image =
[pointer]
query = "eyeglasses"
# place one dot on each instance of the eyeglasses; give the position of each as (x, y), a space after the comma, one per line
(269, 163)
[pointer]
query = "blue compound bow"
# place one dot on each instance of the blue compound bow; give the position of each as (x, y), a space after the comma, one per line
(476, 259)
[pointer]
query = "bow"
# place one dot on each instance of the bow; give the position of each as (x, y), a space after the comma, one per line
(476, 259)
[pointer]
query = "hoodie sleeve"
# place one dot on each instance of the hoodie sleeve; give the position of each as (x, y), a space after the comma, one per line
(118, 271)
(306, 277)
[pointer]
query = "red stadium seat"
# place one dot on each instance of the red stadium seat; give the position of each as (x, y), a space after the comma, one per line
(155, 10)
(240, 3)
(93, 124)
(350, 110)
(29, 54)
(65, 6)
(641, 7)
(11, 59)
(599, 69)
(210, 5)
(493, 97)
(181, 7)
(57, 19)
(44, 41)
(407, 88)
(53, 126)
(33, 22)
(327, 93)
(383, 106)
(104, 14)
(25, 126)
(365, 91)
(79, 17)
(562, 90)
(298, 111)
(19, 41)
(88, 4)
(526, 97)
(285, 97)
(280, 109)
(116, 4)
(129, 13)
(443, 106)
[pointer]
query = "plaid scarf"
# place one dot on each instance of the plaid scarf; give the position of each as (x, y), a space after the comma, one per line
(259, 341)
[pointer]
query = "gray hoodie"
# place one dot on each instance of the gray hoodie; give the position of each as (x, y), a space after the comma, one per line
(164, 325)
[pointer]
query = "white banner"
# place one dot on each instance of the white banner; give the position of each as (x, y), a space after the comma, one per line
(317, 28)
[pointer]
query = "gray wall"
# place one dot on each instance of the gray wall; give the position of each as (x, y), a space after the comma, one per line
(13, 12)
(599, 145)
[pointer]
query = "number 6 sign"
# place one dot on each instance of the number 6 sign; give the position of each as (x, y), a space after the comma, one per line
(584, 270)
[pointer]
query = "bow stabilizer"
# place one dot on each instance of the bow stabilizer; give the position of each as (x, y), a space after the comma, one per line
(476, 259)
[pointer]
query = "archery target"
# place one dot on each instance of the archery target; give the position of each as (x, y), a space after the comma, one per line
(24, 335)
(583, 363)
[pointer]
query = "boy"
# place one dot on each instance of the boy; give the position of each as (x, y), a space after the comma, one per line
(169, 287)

........

| Exercise |
Quote the whole listing above, leaving nothing out.

| Exercise result |
image =
[pointer]
query = "eyeglasses"
# place one dot on each instance of the eyeglasses; give the position of each as (x, y), a space after the comma, one per line
(269, 163)
[pointer]
query = "blue compound bow"
# place one dot on each instance of the blue compound bow; give the position of each as (x, y), a space after the comma, one per line
(476, 259)
[pointer]
query = "bow"
# place one dot on each instance of the bow; give the position of each as (x, y), a space after the comma, one per line
(476, 259)
[pointer]
query = "hoodie sleeve"
# place one dot on each instance of the hoodie sleeve; give the position of each as (x, y), a space after the comma, one per line
(118, 271)
(306, 277)
[pointer]
query = "red stadium seat"
# place one dot on each instance of the red stadium seat; give the position of each as (x, y), a space after the comma, one per line
(155, 10)
(240, 3)
(93, 124)
(350, 110)
(29, 54)
(65, 6)
(641, 7)
(11, 59)
(599, 69)
(210, 5)
(493, 97)
(181, 7)
(57, 19)
(44, 41)
(407, 88)
(53, 126)
(33, 22)
(327, 93)
(383, 106)
(104, 14)
(25, 126)
(365, 91)
(79, 17)
(562, 90)
(298, 111)
(19, 41)
(88, 4)
(526, 97)
(285, 97)
(280, 109)
(116, 4)
(129, 13)
(443, 106)
[pointer]
query = "plaid scarf"
# place one dot on each instance of the plaid scarf; give the position of each as (x, y), a space after the comma, one per line
(259, 341)
[pointer]
query = "gray hoodie"
# place one dot on each instance of the gray hoodie; give the position of each as (x, y), a space after the comma, one per line
(164, 325)
[pointer]
query = "white banner"
# place one dot on each instance of the white banner; give the position of each as (x, y), a space after the comma, one per line
(317, 28)
[pointer]
query = "gray wall"
# place one dot on each instance of the gray wall; give the position of each as (x, y), a space after the comma, one per line
(13, 12)
(599, 145)
[pointer]
query = "number 6 sign"
# place one dot on each instance of the number 6 sign; give the position of each as (x, y), a space after the comma, one per line
(584, 270)
[pointer]
query = "bow stabilizer"
# place one dot on each instance of the bow stabilizer; give the position of each as (x, y), a space after the comma, one per line
(476, 259)
[pointer]
query = "archery target"
# place one dot on each instance of the archery target; give the position of each as (x, y), a space after the comma, one per line
(24, 335)
(583, 363)
[pointer]
query = "boy"
# place one dot on each instance of the boy; give the position of each as (x, y), a space after the comma, one per line
(169, 287)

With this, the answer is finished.